[[ Document section open ]]

JoeGKushner said:
1. Stormbringer: There was a huge time in my younger days
Back in the late 70's, playing with high school buddies. The four of us rotated GMing and ran multiple characters each.
Stan introduced a sword like Stormbringer that Jim's fighter got his hands on. Only...after killing 100 creatures, it turned on it's owner and killed him. Irreversible death.
Jim's character gets killed by it. Jim's Wizard does some research and finds out that the sword was made by Calir, the God of Magic. Jim's Wizard gates in Calir and argues with him, demanding that his friend be returned from the dead. Calir kills the Wizard. Jim doesn't accept this - with a bit of truly highschool logic - "Well I'm a DM too and I say it doesn't happen!"
They had a big huge argument about it in their physics class.
Well....Jim was a jerk. His style of GMing was to take out every perceived slight against him on the rest of us.
Other Artifacts:
In another game a short while later, I had two opposing alignment swords which were essentially Lightsabers. Were +6 to hit and did 5d4+6 damage.
And in my last game, the Wizard found a marble. A small ball of marble stone that radiated intense magic. Now, in my setting, Wizards can automatically detect magic, to a degree. The higher your level, the weaker the magic you automatically detect. The stronger the magic, the lower level you need to be to "see" it.
Detect Magic essentially only raises your effective level for detecting magic.
The player never did figure out what the marble did. The truth is that it does nothing. It's merely a testing stone for finding those with "the power" - the potential to become Bards or Wizards - which is a genetic trait. The marble is so strongly enchanted that even untrained potentials can "see" the magic.
So you carry around the marble, play with it taverns, etc. If Joe Commoner notices that it's glowing or speaks up about feeling something from it, you know that he has the potential to be trained as a Bard or Wizard.

[[ Document section closed ]]
[[ Recorded information open ]]

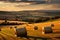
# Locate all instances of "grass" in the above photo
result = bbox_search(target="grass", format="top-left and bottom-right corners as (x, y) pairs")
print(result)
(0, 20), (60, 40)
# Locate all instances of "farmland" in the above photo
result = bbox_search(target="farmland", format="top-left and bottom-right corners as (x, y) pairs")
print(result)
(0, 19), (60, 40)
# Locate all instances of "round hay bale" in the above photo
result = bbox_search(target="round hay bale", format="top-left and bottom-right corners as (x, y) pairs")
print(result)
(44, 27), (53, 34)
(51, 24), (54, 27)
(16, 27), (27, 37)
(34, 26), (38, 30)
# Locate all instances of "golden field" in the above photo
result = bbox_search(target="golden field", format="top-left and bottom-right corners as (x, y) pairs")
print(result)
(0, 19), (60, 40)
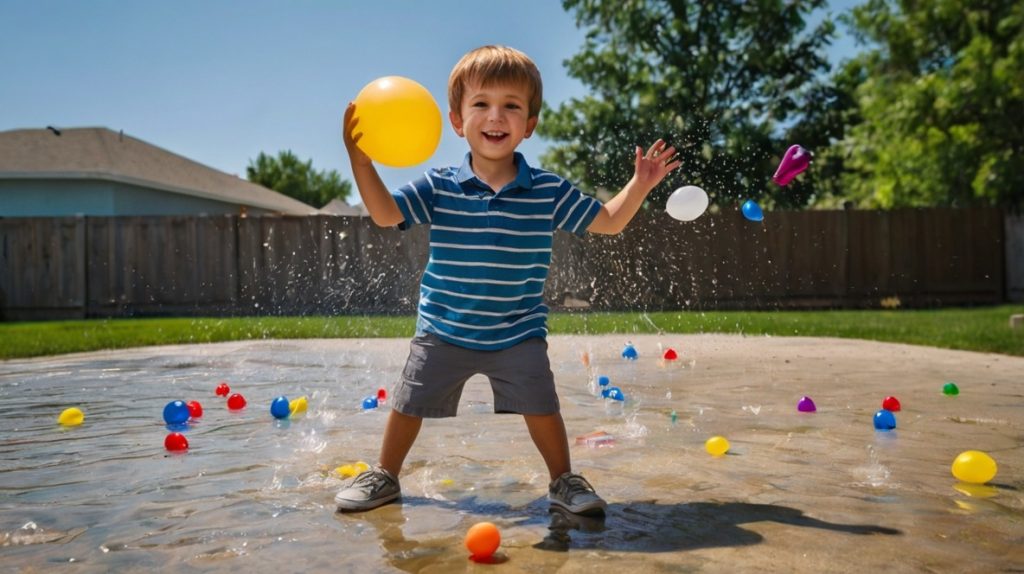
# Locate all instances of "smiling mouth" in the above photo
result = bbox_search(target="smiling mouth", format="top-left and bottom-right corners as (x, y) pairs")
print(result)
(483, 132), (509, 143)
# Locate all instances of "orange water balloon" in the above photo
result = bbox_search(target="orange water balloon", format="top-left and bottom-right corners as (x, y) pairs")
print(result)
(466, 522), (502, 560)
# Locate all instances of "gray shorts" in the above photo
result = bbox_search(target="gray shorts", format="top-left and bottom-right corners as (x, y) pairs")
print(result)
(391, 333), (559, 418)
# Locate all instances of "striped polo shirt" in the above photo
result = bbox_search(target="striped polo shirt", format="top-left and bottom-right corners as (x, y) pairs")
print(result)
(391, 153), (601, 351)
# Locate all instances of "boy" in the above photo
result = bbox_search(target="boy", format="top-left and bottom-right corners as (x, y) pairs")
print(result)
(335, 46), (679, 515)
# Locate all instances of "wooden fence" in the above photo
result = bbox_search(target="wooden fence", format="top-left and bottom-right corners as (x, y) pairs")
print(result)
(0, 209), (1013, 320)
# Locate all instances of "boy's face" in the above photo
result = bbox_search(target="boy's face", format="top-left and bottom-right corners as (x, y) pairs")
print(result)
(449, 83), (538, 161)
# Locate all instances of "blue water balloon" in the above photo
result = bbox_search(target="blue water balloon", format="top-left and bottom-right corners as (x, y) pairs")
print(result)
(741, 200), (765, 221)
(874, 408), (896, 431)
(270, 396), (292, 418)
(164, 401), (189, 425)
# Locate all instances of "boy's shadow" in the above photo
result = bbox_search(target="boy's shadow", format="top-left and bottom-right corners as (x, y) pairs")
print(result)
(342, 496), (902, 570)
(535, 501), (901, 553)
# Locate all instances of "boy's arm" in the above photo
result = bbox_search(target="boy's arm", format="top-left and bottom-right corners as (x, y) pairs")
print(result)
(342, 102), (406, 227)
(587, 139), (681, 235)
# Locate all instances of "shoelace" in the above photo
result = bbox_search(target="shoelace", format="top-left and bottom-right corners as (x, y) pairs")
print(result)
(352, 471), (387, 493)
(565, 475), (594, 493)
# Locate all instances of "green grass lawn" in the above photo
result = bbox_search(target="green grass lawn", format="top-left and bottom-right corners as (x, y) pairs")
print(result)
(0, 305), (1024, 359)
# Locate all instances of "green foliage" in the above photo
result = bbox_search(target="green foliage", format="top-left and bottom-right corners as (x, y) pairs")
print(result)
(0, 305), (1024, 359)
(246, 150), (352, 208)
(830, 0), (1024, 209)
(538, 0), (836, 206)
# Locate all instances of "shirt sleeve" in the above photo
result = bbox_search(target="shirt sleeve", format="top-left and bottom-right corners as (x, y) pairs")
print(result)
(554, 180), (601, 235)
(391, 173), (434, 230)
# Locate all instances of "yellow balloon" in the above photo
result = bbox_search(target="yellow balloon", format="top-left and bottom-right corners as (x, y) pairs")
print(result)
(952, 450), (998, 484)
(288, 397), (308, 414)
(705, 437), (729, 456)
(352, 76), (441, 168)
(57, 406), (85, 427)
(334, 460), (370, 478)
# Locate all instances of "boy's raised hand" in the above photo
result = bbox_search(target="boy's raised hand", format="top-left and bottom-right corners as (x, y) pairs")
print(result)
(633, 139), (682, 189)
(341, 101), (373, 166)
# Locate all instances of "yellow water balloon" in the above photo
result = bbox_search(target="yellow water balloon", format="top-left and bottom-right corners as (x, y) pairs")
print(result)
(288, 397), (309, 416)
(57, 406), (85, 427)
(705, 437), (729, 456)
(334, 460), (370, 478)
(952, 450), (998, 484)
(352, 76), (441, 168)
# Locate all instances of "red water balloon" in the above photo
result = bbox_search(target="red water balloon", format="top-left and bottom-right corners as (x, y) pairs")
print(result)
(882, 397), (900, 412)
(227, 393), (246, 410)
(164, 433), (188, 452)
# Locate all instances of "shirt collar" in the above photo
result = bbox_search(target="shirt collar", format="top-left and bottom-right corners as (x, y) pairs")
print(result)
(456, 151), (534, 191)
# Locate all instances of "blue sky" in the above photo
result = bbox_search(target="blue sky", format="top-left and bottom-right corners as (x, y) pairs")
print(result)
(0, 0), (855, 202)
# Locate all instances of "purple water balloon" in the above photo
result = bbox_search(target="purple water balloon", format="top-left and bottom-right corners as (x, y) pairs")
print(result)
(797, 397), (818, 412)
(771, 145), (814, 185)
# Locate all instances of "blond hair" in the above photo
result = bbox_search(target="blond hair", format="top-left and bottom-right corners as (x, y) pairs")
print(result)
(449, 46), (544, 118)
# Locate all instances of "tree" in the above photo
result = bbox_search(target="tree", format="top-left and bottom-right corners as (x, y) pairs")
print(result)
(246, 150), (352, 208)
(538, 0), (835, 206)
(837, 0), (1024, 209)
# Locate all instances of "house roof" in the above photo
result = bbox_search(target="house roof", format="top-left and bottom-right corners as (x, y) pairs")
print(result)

[[ Recorded information closed ]]

Task list:
(1) Print the part of the post about game artifacts that opens with the words containing "And in my last" and closes with "for detecting magic.".
(2) Sum up the post about game artifacts in two sentences.
The listing has nothing to do with what is asked here.

Answers to the problems:
(1)
And in my last game, the Wizard found a marble. A small ball of marble stone that radiated intense magic. Now, in my setting, Wizards can automatically detect magic, to a degree. The higher your level, the weaker the magic you automatically detect. The stronger the magic, the lower level you need to be to "see" it.
Detect Magic essentially only raises your effective level for detecting magic.

(2) In a late-70s high school game, a sword like Stormbringer that Stan introduced killed Jim's fighter, and when Jim's wizard gated in Calir, the God of Magic, to demand his friend back, Calir killed the wizard too, which Jim refused to accept. In the writer's last game, a wizard found a strongly enchanted marble that does nothing except reveal people with the potential to be trained as Bards or Wizards.